Reproduce all of the data exactly. Images are not to appear in the reply.

BEGIN Data to use

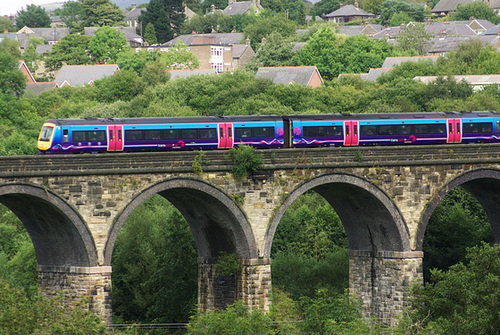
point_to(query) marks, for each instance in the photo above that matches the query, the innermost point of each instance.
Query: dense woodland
(154, 261)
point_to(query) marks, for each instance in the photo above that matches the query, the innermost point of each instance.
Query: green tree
(166, 16)
(414, 38)
(264, 26)
(463, 300)
(11, 78)
(324, 7)
(276, 51)
(478, 10)
(105, 46)
(33, 17)
(99, 13)
(150, 34)
(71, 50)
(6, 24)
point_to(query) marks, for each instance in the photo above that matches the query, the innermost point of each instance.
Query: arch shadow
(371, 220)
(216, 222)
(58, 232)
(484, 185)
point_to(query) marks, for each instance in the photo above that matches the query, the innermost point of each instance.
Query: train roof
(158, 120)
(395, 116)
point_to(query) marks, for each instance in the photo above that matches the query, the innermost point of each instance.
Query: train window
(133, 135)
(171, 134)
(402, 129)
(96, 136)
(207, 133)
(152, 135)
(189, 134)
(384, 130)
(368, 130)
(479, 127)
(79, 136)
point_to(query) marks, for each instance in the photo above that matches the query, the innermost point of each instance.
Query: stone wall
(79, 285)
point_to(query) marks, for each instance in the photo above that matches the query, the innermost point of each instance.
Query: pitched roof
(288, 74)
(236, 8)
(75, 75)
(220, 39)
(348, 10)
(38, 88)
(393, 61)
(129, 33)
(189, 72)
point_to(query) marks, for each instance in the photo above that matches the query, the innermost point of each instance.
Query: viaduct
(74, 206)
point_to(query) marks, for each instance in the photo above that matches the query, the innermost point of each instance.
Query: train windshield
(46, 133)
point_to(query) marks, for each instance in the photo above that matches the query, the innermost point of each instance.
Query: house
(476, 81)
(348, 13)
(79, 75)
(220, 51)
(133, 39)
(131, 18)
(51, 35)
(302, 75)
(242, 7)
(174, 74)
(447, 7)
(29, 79)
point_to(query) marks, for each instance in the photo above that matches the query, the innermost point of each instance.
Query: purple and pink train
(97, 135)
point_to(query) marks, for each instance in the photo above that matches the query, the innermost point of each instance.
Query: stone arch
(484, 184)
(217, 223)
(58, 232)
(371, 220)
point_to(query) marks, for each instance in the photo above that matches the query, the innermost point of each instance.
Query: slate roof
(129, 33)
(75, 75)
(348, 10)
(236, 8)
(43, 48)
(391, 62)
(37, 88)
(480, 79)
(188, 72)
(287, 74)
(220, 39)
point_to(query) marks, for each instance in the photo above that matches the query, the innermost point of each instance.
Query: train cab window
(96, 136)
(478, 127)
(152, 135)
(65, 135)
(207, 133)
(79, 136)
(171, 134)
(133, 135)
(46, 133)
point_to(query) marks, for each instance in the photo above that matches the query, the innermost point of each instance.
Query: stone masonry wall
(92, 284)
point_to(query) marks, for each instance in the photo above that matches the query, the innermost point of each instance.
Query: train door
(225, 135)
(115, 138)
(454, 130)
(351, 133)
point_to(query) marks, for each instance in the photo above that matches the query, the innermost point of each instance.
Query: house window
(217, 58)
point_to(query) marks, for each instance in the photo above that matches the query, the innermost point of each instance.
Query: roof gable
(75, 75)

END Data to use

### Your solution
point_to(query) marks, for each instance in the photo above that matches the query, the innermost point of each instance.
Query: dense woodland
(154, 261)
point_to(query) marks, for each instance in the photo above that matches the query, the innermost point of each instance.
Query: green tree
(166, 16)
(414, 38)
(264, 26)
(463, 300)
(11, 78)
(324, 7)
(276, 51)
(478, 10)
(105, 46)
(33, 17)
(99, 13)
(150, 34)
(71, 50)
(6, 24)
point_to(query) marks, for each instance in the photo above that matches the query, the innermost point of each instance.
Query: arch shadow
(371, 220)
(216, 222)
(58, 232)
(484, 185)
point_to(query) marks, for each instance in the photo above that matches the query, the innermost point of each instance.
Query: train roof
(158, 120)
(395, 116)
point_to(query) marks, for each instance in the photo above that matches the query, the innermost point of each instance.
Query: train window
(133, 135)
(171, 134)
(402, 129)
(96, 136)
(207, 133)
(152, 135)
(189, 134)
(384, 130)
(368, 130)
(479, 127)
(79, 136)
point_to(query) marks, for each instance in the photo above that matches the query, the innermost point of each instance.
Query: stone wall
(79, 285)
point_to(query) marks, for each instance in the photo above that matches the query, the innermost point of each instance.
Query: pitched roof
(288, 74)
(236, 8)
(75, 75)
(220, 39)
(348, 10)
(38, 88)
(393, 61)
(129, 33)
(189, 72)
point_to(query) marks, for each instance in the photo above that matches the query, the innermost point of each instance.
Query: viaduct
(74, 206)
point_to(query) marks, for each instance in the photo above that matches the query, the innermost point of each instance.
Query: train windshield
(46, 133)
point_to(query) marks, for each instance in the photo above that matches the query, the innermost point of each instance.
Query: house
(476, 81)
(348, 13)
(79, 75)
(220, 51)
(133, 39)
(131, 18)
(51, 35)
(302, 75)
(242, 7)
(174, 74)
(447, 7)
(29, 79)
point_to(query) marks, for each instance in the photo above that matches the query, the innermost point of each instance.
Query: purple and pink train
(97, 135)
point_to(query) marks, for each instance in the photo above that matches the query, the innermost point of each instance.
Query: stone arch
(484, 184)
(217, 223)
(58, 232)
(371, 220)
point_to(query) marks, for each instance in the photo above that matches the query, the innermost point of each instance.
Query: slate roof
(129, 33)
(75, 75)
(348, 10)
(236, 8)
(43, 48)
(391, 62)
(37, 88)
(480, 79)
(188, 72)
(287, 74)
(220, 39)
point_to(query) marks, for each instance in the photo above that matches the query, the innermost point of each instance.
Query: train cab window
(96, 136)
(478, 127)
(152, 135)
(65, 135)
(207, 133)
(79, 136)
(171, 134)
(133, 135)
(46, 133)
point_to(query) marks, for each instance in the photo above that matches the query, the innermost point of each instance.
Query: stone masonry wall
(92, 284)
point_to(query) marks, for each instance in the photo above that matches the query, the innermost point of each instance.
Query: train door
(225, 135)
(115, 138)
(454, 130)
(351, 133)
point_to(query) marks, for each instance in the photo above that matches the query, the innermost point of each instance.
Query: house window
(217, 58)
point_to(query) marks, for each instance in the photo above that matches the query, the innermost point of each instance.
Query: roof gable
(75, 75)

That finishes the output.